start Supplied records

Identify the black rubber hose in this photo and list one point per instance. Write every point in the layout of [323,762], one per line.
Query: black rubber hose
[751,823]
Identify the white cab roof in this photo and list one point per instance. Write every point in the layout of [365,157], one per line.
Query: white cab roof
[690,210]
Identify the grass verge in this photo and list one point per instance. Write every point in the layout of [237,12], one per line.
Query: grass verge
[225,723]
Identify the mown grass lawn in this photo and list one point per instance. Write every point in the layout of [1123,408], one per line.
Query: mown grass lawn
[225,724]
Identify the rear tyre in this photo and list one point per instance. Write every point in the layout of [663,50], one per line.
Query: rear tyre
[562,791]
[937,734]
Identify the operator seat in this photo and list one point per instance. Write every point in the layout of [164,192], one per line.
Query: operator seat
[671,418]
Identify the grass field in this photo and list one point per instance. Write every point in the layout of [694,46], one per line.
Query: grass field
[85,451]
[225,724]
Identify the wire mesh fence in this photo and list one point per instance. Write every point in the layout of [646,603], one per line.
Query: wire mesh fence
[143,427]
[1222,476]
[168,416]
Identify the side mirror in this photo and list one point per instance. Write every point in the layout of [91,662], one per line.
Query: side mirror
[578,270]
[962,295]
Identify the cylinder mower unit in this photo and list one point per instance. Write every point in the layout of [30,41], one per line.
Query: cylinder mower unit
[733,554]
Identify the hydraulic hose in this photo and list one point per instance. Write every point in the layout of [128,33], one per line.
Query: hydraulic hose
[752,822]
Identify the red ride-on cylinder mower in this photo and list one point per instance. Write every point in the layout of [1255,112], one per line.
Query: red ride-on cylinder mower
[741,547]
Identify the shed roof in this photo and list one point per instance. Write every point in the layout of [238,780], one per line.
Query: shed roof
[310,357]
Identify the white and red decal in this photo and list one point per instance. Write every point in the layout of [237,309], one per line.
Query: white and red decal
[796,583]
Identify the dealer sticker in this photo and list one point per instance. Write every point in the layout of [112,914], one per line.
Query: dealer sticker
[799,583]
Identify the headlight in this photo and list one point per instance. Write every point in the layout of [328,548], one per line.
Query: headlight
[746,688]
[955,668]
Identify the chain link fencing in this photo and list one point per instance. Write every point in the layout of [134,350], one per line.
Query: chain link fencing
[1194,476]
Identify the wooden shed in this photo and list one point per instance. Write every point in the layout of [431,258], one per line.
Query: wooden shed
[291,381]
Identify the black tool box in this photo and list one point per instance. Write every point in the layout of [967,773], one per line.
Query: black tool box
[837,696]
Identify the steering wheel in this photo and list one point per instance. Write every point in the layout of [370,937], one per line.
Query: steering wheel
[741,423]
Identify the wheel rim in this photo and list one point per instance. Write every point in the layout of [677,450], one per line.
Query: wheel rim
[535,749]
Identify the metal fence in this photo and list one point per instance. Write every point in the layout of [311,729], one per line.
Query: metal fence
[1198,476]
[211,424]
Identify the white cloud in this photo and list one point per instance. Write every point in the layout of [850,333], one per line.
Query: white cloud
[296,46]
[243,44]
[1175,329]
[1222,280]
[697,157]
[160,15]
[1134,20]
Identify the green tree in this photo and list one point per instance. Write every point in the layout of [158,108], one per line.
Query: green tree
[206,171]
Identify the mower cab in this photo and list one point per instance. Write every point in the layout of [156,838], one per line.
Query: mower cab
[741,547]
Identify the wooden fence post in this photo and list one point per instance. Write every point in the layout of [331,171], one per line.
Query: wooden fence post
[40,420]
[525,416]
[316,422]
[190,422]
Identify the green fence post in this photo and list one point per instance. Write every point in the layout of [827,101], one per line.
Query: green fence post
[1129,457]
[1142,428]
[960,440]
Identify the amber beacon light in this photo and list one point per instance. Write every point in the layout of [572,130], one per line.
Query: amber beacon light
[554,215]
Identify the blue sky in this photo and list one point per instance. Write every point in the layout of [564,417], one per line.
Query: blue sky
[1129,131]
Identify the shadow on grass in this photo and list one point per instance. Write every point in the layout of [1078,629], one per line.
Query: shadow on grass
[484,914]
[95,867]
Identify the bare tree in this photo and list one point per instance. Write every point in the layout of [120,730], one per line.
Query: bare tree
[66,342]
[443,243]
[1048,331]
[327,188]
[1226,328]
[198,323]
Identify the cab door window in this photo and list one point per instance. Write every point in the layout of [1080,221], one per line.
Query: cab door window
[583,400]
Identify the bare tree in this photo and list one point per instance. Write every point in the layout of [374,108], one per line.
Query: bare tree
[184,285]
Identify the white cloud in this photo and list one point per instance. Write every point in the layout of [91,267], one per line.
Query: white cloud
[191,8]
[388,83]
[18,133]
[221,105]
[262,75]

end Supplied records

# What the task requires
Write out the records above again, changing every "list one point per instance" to "give one point for each instance" and leaving all other wording as it is.

# Finished task
Identify the black rubber hose in this photo and give one point for each instance. Write every point in the layout of [323,762], one per line.
Query: black rubber hose
[751,823]
Identify the white cab roof in this photo and give one point for each instance. Write every point in the layout of [365,157], one per line.
Query: white cab roof
[690,210]
Identify the grass verge in this photo and give one point for each instance. Write every point in the layout of [237,12], one per line.
Query: grass verge
[225,723]
Identify the mown grass lawn in this photo and give one point for each instance. Write every point in the layout of [1123,408], one per line.
Query: mown grass lawn
[225,724]
Identify the rear tyre in this photo and give one point for each instance. Write every point in the layout of [663,50], one per line.
Query: rear tyre
[562,791]
[937,734]
Identify the operator seat in this photo and give one point for each instance. Write every point in the layout of [164,192], one per line.
Query: operator seat
[671,418]
Identify the grass field in this photo and give one point for each instance. Write every point in the layout of [694,46], one per line.
Query: grass field
[85,451]
[225,724]
Identify the wire mesh fence in this photo and give one point for each instance. Write every point in the layout of [646,603], one per line.
Query: wire mesh fence
[143,427]
[1222,476]
[168,416]
Identify the side mirror in this photo and give one point for each instance. Write every point in the layout of [91,662], one per line.
Query: side mirror
[578,270]
[962,295]
Identify the cylinder mower unit in this photo and give one point for each instance. Write every point in the layout of [30,41], one per line.
Query: cylinder mower unit
[733,554]
Identify the hydraulic hose in this photo and give one point for each instance. Write every point in the layout of [128,33], one per line.
Query: hydraulic hose
[752,822]
Identify the red ride-on cylinder mower in this photo and give one point for each instance. Write every point in the layout of [1255,112], one per line.
Query: red ride-on cylinder mower
[741,547]
Identify the shed roof in this photo and give one point for each instance. Write every point in the layout of [238,780], one per line.
Query: shed roof
[310,357]
Identify the white and red decal in this photo and give one point for each instance. Write every point in the layout of [237,309], one per line.
Query: white and red decal
[796,583]
Identify the dealer sticker in this photo and give one point for each instance. Write every point in the layout of [112,914], one per line.
Query: dealer sticker
[799,583]
Identify the headlight in this photo and give one point for each instance. Write every point in the layout of [328,548], one per line.
Query: headlight
[746,688]
[955,668]
Identify the chain link fencing in this photo and give one point for each instance. Write every point in the layout of [134,350], one per line.
Query: chain link fencing
[1194,476]
Identify the wooden shed in this photo and give one point for each instance. Write every point in the layout of [431,258], one per line.
Query: wooden shed
[291,381]
Identify the black tool box in this photo and give one point for each instance. Write every point in the layout of [967,773], one per line.
Query: black tool box
[837,696]
Identify the steering wheel in this photo and give one point for each instance. Write every point in the layout of [370,937], one per line.
Query: steering wheel
[741,423]
Identify the wheel rim in this photo and give one point for each instance. Write every point in the layout of [677,450], one per line.
Query: wheel rim
[535,749]
Identify the metal fence in this photo and give one point for each instance. Write every point in the layout of [311,729], one per line.
Query: metal fence
[1198,476]
[211,424]
Identify the white cloud in this photo and give one point for each instance. Write every point in the layout of [850,333], one per line.
Query: white cloud
[296,46]
[243,44]
[1175,329]
[1222,280]
[697,157]
[160,15]
[1134,20]
Identify the green tree in this photo and give one point for each instance. Write every point in the layout of [158,108], one per line.
Query: green tree
[206,171]
Identify the mower cab in this photo and give one point for each instance. Write every point in the layout of [156,838], one per line.
Query: mower cab
[741,547]
Identify the wooden fence post in this photo and give one point for each instance. Write every point in the layout of [331,171], one per line.
Query: wooden fence post
[40,420]
[525,416]
[316,422]
[190,422]
Identify the green fence post in this photo and give one point for each instance. Write every point in the layout of [827,101], one per line.
Query: green fence post
[1129,457]
[1142,428]
[960,440]
Identify the amber beacon light in this photo and give one point for each instance. Write every point in the layout of [572,130], one per line.
Query: amber beacon light
[554,215]
Identify the blue sky in this photo and give one point for each instance. Write every point in the layout of [564,417], one per line.
Query: blue sky
[1129,131]
Identify the shadow on grass in this photo and give one point for each instance. Write every point in the layout of [1078,629], one per line.
Query: shadow on grass
[484,914]
[95,867]
Identify the bare tree in this photo and give one point for each instance. Write every point in the layout of [120,730], one per line.
Query: bare tree
[66,342]
[443,243]
[1048,331]
[327,188]
[1226,328]
[198,323]
Identify the cab door window in this photo and give one point for each instance. Write every point in the layout of [1080,221], one per line.
Query: cab door window
[583,400]
Identify the bare tree in this photo and give one point for each instance. Write every point in the layout of [374,108], one per line.
Query: bare tree
[184,285]
Identify the white cloud in this photo and give one point for each instance. Write every point in the layout of [91,267], one per line.
Query: white cloud
[191,8]
[388,83]
[18,133]
[221,105]
[262,75]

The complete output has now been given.